Saved entries:
== Segment start ==
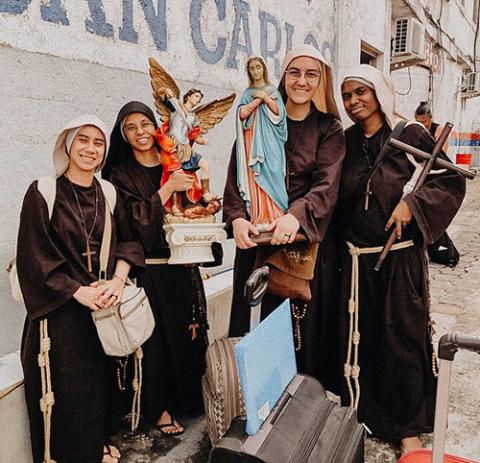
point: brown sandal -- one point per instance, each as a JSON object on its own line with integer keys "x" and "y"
{"x": 173, "y": 424}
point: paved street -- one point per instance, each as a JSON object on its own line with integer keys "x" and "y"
{"x": 455, "y": 306}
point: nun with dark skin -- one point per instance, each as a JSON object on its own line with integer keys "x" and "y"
{"x": 385, "y": 326}
{"x": 314, "y": 153}
{"x": 58, "y": 268}
{"x": 173, "y": 362}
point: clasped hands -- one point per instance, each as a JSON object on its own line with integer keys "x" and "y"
{"x": 284, "y": 231}
{"x": 100, "y": 295}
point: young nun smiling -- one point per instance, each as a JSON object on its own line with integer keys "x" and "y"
{"x": 386, "y": 347}
{"x": 58, "y": 268}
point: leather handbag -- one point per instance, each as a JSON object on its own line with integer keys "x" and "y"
{"x": 124, "y": 327}
{"x": 291, "y": 269}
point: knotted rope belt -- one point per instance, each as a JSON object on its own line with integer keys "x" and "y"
{"x": 137, "y": 388}
{"x": 48, "y": 399}
{"x": 351, "y": 369}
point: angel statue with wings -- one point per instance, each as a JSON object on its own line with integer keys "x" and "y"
{"x": 184, "y": 122}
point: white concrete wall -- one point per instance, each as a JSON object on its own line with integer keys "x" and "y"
{"x": 62, "y": 58}
{"x": 14, "y": 425}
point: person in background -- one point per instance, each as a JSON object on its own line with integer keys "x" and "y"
{"x": 387, "y": 353}
{"x": 314, "y": 150}
{"x": 424, "y": 115}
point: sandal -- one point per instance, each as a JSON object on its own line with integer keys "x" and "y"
{"x": 172, "y": 424}
{"x": 111, "y": 453}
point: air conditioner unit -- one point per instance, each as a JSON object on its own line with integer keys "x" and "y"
{"x": 409, "y": 39}
{"x": 471, "y": 83}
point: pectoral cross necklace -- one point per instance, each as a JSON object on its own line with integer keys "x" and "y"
{"x": 88, "y": 251}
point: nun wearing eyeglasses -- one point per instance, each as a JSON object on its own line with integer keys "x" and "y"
{"x": 69, "y": 379}
{"x": 314, "y": 151}
{"x": 387, "y": 354}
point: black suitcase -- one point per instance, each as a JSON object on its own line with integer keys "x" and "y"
{"x": 303, "y": 427}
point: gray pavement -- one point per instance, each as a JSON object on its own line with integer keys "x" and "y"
{"x": 455, "y": 305}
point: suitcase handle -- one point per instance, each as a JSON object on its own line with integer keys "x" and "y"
{"x": 256, "y": 286}
{"x": 450, "y": 343}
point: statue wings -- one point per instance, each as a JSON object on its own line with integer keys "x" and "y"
{"x": 161, "y": 80}
{"x": 208, "y": 115}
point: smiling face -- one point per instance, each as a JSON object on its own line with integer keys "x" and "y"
{"x": 302, "y": 79}
{"x": 360, "y": 101}
{"x": 87, "y": 150}
{"x": 139, "y": 129}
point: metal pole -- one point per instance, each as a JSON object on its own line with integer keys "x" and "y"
{"x": 441, "y": 411}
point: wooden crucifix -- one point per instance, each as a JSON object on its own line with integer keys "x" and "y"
{"x": 88, "y": 254}
{"x": 431, "y": 160}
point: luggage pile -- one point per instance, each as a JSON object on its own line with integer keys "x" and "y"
{"x": 303, "y": 426}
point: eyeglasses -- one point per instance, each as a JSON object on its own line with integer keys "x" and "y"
{"x": 310, "y": 75}
{"x": 132, "y": 128}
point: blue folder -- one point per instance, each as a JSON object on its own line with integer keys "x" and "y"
{"x": 266, "y": 365}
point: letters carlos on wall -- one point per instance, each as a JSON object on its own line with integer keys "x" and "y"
{"x": 232, "y": 28}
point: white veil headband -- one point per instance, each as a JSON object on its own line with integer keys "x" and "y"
{"x": 383, "y": 86}
{"x": 60, "y": 156}
{"x": 324, "y": 98}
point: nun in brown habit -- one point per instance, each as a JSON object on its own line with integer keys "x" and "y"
{"x": 314, "y": 152}
{"x": 387, "y": 355}
{"x": 174, "y": 356}
{"x": 57, "y": 262}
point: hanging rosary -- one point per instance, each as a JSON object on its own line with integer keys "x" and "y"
{"x": 88, "y": 252}
{"x": 298, "y": 314}
{"x": 199, "y": 314}
{"x": 122, "y": 373}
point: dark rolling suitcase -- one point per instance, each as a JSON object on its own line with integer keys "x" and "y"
{"x": 447, "y": 348}
{"x": 222, "y": 395}
{"x": 303, "y": 427}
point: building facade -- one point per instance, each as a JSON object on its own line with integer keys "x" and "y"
{"x": 62, "y": 58}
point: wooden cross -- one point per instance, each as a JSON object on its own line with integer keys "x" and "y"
{"x": 193, "y": 328}
{"x": 88, "y": 254}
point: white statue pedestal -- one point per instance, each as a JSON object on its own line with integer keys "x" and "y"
{"x": 191, "y": 243}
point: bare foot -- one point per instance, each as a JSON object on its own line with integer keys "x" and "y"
{"x": 110, "y": 454}
{"x": 410, "y": 443}
{"x": 168, "y": 425}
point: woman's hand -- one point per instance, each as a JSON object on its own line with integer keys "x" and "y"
{"x": 401, "y": 216}
{"x": 89, "y": 296}
{"x": 180, "y": 181}
{"x": 241, "y": 233}
{"x": 261, "y": 95}
{"x": 111, "y": 291}
{"x": 284, "y": 229}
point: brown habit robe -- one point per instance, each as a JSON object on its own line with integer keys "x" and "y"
{"x": 397, "y": 384}
{"x": 50, "y": 269}
{"x": 173, "y": 363}
{"x": 315, "y": 149}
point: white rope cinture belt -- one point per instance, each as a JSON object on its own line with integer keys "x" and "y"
{"x": 351, "y": 368}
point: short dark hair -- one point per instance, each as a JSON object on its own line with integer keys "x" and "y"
{"x": 423, "y": 109}
{"x": 190, "y": 92}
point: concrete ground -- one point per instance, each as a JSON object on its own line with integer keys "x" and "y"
{"x": 455, "y": 307}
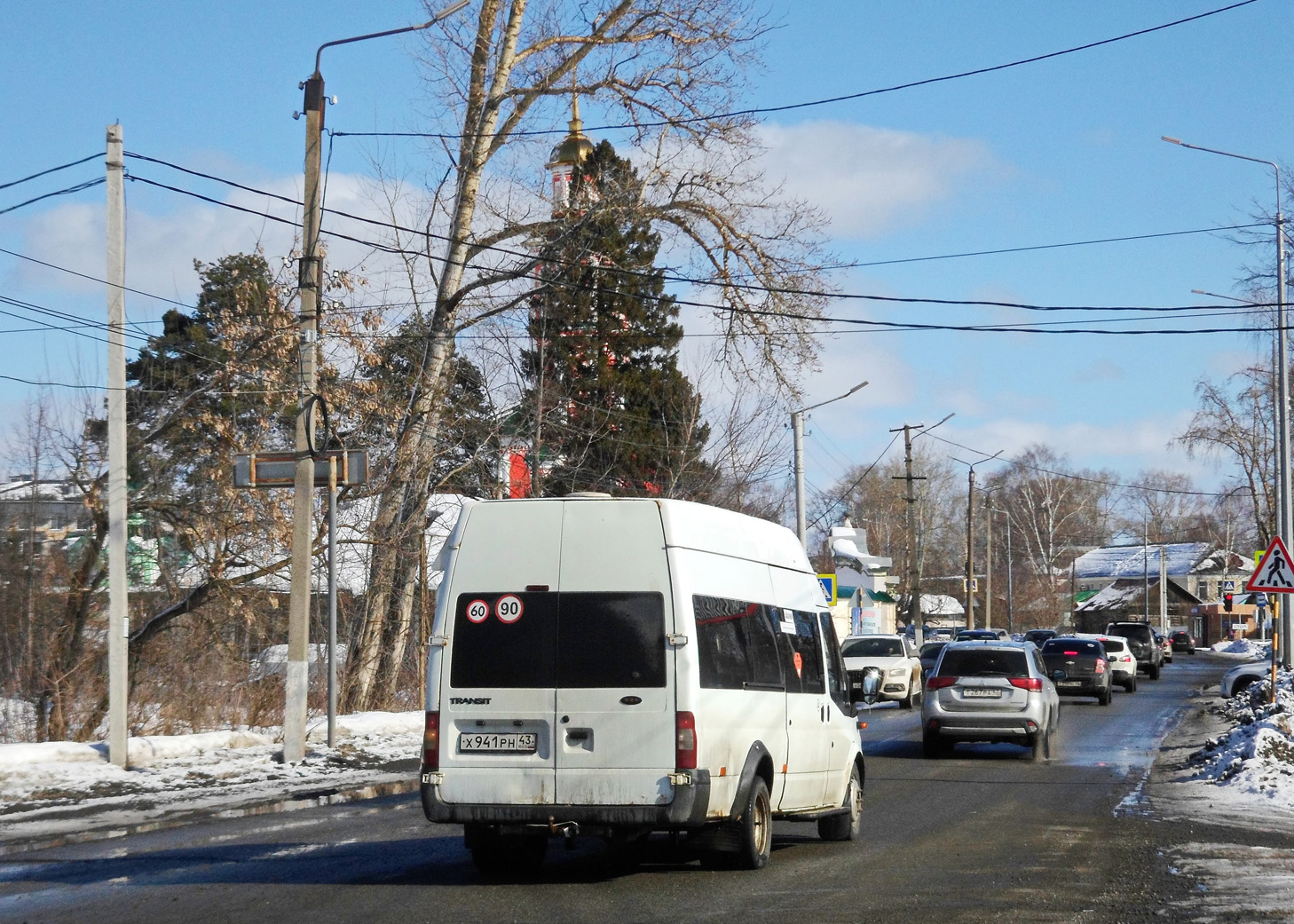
== Segment end ==
→ Requirement
Make an exact copy of the data above, pictures excluded.

→ Result of this task
point: brown sandal -- one point per instance, each as a JSON object on its own line with integer keys "x" and "y"
{"x": 173, "y": 424}
point: paved street -- one point per instance, each as a JSON object on its own line with integer keys "x" and "y"
{"x": 455, "y": 306}
point: nun with dark skin -- one point per instance, each as a JSON object on its own line with integer keys "x" and "y"
{"x": 385, "y": 326}
{"x": 314, "y": 153}
{"x": 58, "y": 268}
{"x": 173, "y": 362}
point: clasped hands -- one point per instance, each as a JSON object on its own line with integer keys "x" and "y"
{"x": 284, "y": 231}
{"x": 100, "y": 295}
point: young nun smiling -- one point per instance, each as a JSON object on its own line with integer keys "x" and "y"
{"x": 386, "y": 347}
{"x": 58, "y": 268}
point: leather handbag -- one point per instance, each as a JSON object on its own line with integer keys "x" and "y"
{"x": 124, "y": 327}
{"x": 291, "y": 269}
point: knotted rope belt -- one point per instance, each as a JSON object on its own line with integer keys "x" and "y"
{"x": 137, "y": 388}
{"x": 48, "y": 399}
{"x": 351, "y": 369}
point: angel statue with wings -- one point per instance, each as a JSON object on its own line with integer keys "x" and "y"
{"x": 184, "y": 122}
point: white concrete wall -- one point per instance, each as a JSON object on its own line with integer keys "x" and "y"
{"x": 62, "y": 58}
{"x": 14, "y": 425}
point: person in background -- one point per instance, each as a JSON object on its own line with integer keys "x" and "y"
{"x": 387, "y": 353}
{"x": 314, "y": 150}
{"x": 424, "y": 115}
point: sandal -- one point per instance, each as a JSON object on its own line with integer keys "x" and "y"
{"x": 172, "y": 424}
{"x": 111, "y": 453}
point: air conditioner unit -- one point per instance, each as a JSON object on its own line with integer keys "x" and "y"
{"x": 409, "y": 39}
{"x": 471, "y": 83}
point: pectoral cross necklace -- one point per instance, each as a JSON object on its own line with integer keys "x" and "y"
{"x": 88, "y": 251}
point: nun wearing eyeglasses -- one point per instance, each as a JSON object on its own line with integer keys "x" and "y"
{"x": 69, "y": 379}
{"x": 314, "y": 151}
{"x": 387, "y": 354}
point: black suitcase -- one point per instance, each as a JSON object on its own line with integer keys "x" and "y"
{"x": 303, "y": 427}
point: gray pavement -- one point per instance, each as a JSON object on its own line with integer keys "x" and "y"
{"x": 455, "y": 305}
point: suitcase handle -- one point per instance, each as a JSON object on its own line with integer keys "x" and "y"
{"x": 256, "y": 286}
{"x": 450, "y": 343}
point: statue wings -- one point per instance, each as a JSON object on its own line with integer keys "x" and "y"
{"x": 161, "y": 80}
{"x": 208, "y": 115}
point: smiling face -- one point per instance, each as a JSON object on its own line with integer keys "x" and "y"
{"x": 302, "y": 79}
{"x": 360, "y": 101}
{"x": 87, "y": 150}
{"x": 139, "y": 129}
point: metal pole -- one point per instance, each as a JSON object on its own line with integer keys "x" and "y"
{"x": 441, "y": 411}
point: wooden crucifix -- one point per instance, each as a JSON object on its own line with integer keys "x" and "y"
{"x": 88, "y": 254}
{"x": 431, "y": 160}
point: luggage pile -- one point per instance, each as a JSON object on its own line with integer keys "x" and "y"
{"x": 303, "y": 426}
point: eyeglasses -- one point per instance, each as a JSON object on its own line with integer keys "x" and "y"
{"x": 310, "y": 75}
{"x": 132, "y": 128}
point: blue folder -- one point per instance, each as a JSON object on its own line with integer keys "x" and "y"
{"x": 266, "y": 365}
point: letters carlos on wall -- one point per instance, each as a JSON object on its own line with integer keys "x" and "y"
{"x": 232, "y": 28}
point: white veil headband -- one point per instance, each as a JSON object on its own line with integer keys "x" and "y"
{"x": 383, "y": 86}
{"x": 60, "y": 156}
{"x": 324, "y": 98}
point: nun in brown habit -- one point per instance, each as a JSON object on its own line with integer keys "x" and "y"
{"x": 314, "y": 152}
{"x": 387, "y": 355}
{"x": 174, "y": 356}
{"x": 57, "y": 262}
point: hanging rosary -- one point per instance, each as a JSON object on its own line with integer keys "x" and "y"
{"x": 88, "y": 252}
{"x": 298, "y": 314}
{"x": 199, "y": 314}
{"x": 122, "y": 373}
point: dark rolling suitcase -- one point per instance, each as a JSON object on its own line with integer keys "x" and "y"
{"x": 447, "y": 348}
{"x": 222, "y": 395}
{"x": 303, "y": 427}
point: building facade -- one point per instance, each as a JSON object on its own line with integer keys "x" and "y"
{"x": 62, "y": 58}
point: wooden cross -- one point per instance, each as a JSON object on its own line with integer keys "x" and "y"
{"x": 193, "y": 328}
{"x": 88, "y": 254}
point: white statue pedestal -- one point per instance, each as a JSON object on its own line with integer keys "x" and "y"
{"x": 191, "y": 243}
point: bare foot -- one point per instance, each as a JSON object on its own line with integer keys "x" and "y"
{"x": 110, "y": 454}
{"x": 410, "y": 443}
{"x": 168, "y": 425}
point: woman's hand -- one point per instance, each as a JSON object on its own line with integer keys "x" and "y"
{"x": 401, "y": 216}
{"x": 89, "y": 296}
{"x": 180, "y": 181}
{"x": 241, "y": 233}
{"x": 261, "y": 95}
{"x": 111, "y": 291}
{"x": 284, "y": 229}
point: brown habit robe -- one point per instance, each as a JSON object on its own line with integer keys "x" and "y"
{"x": 397, "y": 384}
{"x": 50, "y": 269}
{"x": 173, "y": 363}
{"x": 315, "y": 149}
point: white rope cinture belt -- one point per instance, each as a JSON object on its own line with integer keys "x" and "y"
{"x": 351, "y": 368}
point: short dark hair -- one point per instance, each as a JSON object on its own line with integer keys "x" and "y"
{"x": 423, "y": 109}
{"x": 190, "y": 92}
point: concrete ground -- one point per instance, each as a JSON object on its own line with integer keys "x" and "y"
{"x": 455, "y": 307}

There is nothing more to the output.